* [Textauszug]
12-Stunden-Tage für 500 Euro Monatslohn


Ausbeutung durch falsche Teilzeitjobs

Der Juli war ein Rekordmonat. 7,9 Millionen ausländische Touristen besuchten Spanien, mehr als je zuvor zur gleichen Jahreszeit. Die Sozialversicherung registrierte einen Anstieg der angemeldeten Mitarbeiter im Hotel- und Gaststättengewerbe um 0,4%. Insgesamt reduzierte sich die Arbeitslosigkeit im Juli um 64.866 Personen, was 1,36% entspricht.

Madrid – Es ist schon der fünfte Monat hintereinander, in dem die offiziellen Arbeitslosenzahlen sinken.

Ein Grund zur Freude? Oder gar zum Aufatmen? Die Gewerkschaften sind da anderer Meinung. Sie halten den Rückgang der arbeitslos gemeldeten Erwerbsfähigen einerseits für saisonbedingt, andererseits auch für in der Entmutigung begründet. Viele Arbeitslose  haben die Hoffnung, dass ihnen das Arbeitsamt zu einer Stelle verhelfen kann, nach zahllosen Rückschlägen aufgegeben und melden sich nicht mehr weiter bei der Behörde.

Zudem sei der Rückgang nur vor dem Hintergrund der Zunahme prekärer Beschäftigung möglich geworden.

Gewerkschafter und auch Arbeitsinspektoren wissen von zahlreichen Beschäftigungsverhältnissen zu berichten, die krass ausbeuterisch angelegt sind und meist im Gewand von Minijobs und Teilzeitarbeit daher kommen. So ist dieser Sommer für die Arbeitnehmervertretungen auch ein Rekordsommer, was die Fälle angeht, bei denen Arbeitnehmer gezwungen sind, das Doppelte oder gar das Dreifache der angemeldeten und ihnen bezahlten Stunden zu leisten.

Eine Kellnerin aus Galizien muss für 500 Euro monatlich regelmäßig 12-Stunden-Schichten schieben und kommt auf ein Mehrfaches der vertraglich vereinbarten 20-Stunden-Woche. Ohne die Hilfe ihrer Eltern könnte die zweifache Mutter nicht über die Runden kommen.

Ein Koch in einem kleinen Familienhotel arbeitet 110 Stunden pro Woche für 1.600 Euro und hat dabei noch Glück, denn zehn Kollegen, die nach ihm angestellt wurden, arbeiten genauso viel wie er, haben jedoch Teilzeitverträge und verdienen nur die Hälfte.

* [Inhalt des Datensatzes]
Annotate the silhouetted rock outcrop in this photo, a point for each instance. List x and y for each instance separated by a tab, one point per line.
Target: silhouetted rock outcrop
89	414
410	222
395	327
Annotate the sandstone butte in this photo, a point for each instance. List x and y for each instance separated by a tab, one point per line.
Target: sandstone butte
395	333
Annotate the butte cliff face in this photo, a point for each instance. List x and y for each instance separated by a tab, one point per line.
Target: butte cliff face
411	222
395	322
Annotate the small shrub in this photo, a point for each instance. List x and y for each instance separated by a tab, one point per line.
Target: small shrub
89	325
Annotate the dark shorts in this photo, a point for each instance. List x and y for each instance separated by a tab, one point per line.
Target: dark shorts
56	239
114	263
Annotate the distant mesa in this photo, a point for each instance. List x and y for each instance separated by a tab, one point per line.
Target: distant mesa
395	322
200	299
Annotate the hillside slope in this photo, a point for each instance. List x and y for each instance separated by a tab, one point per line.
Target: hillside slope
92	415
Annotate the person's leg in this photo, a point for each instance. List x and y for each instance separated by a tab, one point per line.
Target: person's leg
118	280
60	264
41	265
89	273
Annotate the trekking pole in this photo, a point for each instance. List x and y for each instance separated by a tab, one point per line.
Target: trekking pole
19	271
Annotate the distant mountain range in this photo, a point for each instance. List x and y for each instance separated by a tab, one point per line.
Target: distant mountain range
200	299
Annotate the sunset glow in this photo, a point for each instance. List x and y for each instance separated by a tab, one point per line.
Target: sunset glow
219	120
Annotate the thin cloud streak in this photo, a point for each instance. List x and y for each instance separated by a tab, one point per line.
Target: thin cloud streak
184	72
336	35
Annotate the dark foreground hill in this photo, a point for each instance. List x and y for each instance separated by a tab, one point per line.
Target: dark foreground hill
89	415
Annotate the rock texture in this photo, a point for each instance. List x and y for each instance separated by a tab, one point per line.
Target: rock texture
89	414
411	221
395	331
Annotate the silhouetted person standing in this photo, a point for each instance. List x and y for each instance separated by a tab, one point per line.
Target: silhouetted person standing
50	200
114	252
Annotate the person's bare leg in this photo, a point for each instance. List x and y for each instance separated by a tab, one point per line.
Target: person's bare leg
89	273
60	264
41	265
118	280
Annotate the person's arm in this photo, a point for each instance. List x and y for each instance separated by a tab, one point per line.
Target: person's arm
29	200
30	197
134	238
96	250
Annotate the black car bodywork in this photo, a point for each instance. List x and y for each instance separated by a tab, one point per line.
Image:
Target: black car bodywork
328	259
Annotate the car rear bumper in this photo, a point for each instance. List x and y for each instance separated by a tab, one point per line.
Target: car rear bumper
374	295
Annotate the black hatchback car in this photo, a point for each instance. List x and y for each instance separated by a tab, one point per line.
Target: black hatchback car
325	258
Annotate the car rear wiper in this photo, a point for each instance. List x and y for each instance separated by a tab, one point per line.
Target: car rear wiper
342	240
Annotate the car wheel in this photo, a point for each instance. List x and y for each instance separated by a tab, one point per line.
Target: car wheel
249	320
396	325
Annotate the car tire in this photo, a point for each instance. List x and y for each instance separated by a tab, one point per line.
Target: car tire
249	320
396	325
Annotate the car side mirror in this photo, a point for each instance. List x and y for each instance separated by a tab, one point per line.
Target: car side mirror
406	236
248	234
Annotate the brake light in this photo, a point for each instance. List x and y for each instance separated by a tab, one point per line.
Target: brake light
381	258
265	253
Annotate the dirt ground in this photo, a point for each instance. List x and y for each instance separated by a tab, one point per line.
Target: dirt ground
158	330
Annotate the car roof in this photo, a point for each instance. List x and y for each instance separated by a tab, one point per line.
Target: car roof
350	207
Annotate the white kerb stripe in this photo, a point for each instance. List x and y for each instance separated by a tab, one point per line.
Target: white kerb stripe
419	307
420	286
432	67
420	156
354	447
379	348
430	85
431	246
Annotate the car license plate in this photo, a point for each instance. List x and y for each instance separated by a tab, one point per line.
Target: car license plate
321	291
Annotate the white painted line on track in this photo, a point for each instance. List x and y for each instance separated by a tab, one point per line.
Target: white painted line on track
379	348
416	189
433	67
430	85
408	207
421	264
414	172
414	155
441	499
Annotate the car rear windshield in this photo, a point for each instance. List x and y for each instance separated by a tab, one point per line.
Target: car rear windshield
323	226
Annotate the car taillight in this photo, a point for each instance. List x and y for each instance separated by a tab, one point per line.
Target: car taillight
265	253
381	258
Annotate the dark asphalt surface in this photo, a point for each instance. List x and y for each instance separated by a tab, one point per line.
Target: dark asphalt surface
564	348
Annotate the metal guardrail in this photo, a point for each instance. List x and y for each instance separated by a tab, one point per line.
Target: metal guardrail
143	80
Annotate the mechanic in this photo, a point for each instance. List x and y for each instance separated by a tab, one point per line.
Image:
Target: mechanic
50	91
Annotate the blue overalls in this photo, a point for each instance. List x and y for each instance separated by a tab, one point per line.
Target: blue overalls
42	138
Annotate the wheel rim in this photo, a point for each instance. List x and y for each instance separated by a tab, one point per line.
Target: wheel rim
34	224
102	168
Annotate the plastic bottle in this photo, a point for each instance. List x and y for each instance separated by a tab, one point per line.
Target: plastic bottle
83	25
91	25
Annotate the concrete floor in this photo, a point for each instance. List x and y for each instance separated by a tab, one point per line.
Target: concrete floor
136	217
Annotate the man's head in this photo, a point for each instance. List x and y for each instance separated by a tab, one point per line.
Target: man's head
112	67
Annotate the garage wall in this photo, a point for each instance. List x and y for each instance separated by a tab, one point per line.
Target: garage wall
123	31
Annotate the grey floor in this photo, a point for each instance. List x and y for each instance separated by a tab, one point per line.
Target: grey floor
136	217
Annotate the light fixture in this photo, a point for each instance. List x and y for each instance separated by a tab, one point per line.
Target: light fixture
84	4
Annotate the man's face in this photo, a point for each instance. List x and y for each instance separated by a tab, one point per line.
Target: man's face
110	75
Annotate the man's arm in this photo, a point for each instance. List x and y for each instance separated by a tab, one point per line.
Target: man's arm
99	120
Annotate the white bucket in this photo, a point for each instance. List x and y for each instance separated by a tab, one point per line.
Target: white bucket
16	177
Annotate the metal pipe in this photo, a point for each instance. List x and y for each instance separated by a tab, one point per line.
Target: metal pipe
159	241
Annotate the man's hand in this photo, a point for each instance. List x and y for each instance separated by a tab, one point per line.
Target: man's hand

* [Aufgabenstellung]
(1) Extrahiere aus dem Text über falsche Teilzeitjobs in Spanien alles von „Der Juli war“ bis hinunter zu „bei der Behörde.“.
(2) Wie viele Stunden pro Woche arbeitet laut dem Text über falsche Teilzeitjobs in Spanien der Koch im kleinen Familienhotel, und wie viel verdient er dafür?

* [Musterlösungen]
(1)
Der Juli war ein Rekordmonat. 7,9 Millionen ausländische Touristen besuchten Spanien, mehr als je zuvor zur gleichen Jahreszeit. Die Sozialversicherung registrierte einen Anstieg der angemeldeten Mitarbeiter im Hotel- und Gaststättengewerbe um 0,4%. Insgesamt reduzierte sich die Arbeitslosigkeit im Juli um 64.866 Personen, was 1,36% entspricht.

Madrid – Es ist schon der fünfte Monat hintereinander, in dem die offiziellen Arbeitslosenzahlen sinken.

Ein Grund zur Freude? Oder gar zum Aufatmen? Die Gewerkschaften sind da anderer Meinung. Sie halten den Rückgang der arbeitslos gemeldeten Erwerbsfähigen einerseits für saisonbedingt, andererseits auch für in der Entmutigung begründet. Viele Arbeitslose  haben die Hoffnung, dass ihnen das Arbeitsamt zu einer Stelle verhelfen kann, nach zahllosen Rückschlägen aufgegeben und melden sich nicht mehr weiter bei der Behörde.

(2) Er arbeitet 110 Stunden pro Woche für 1.600 Euro.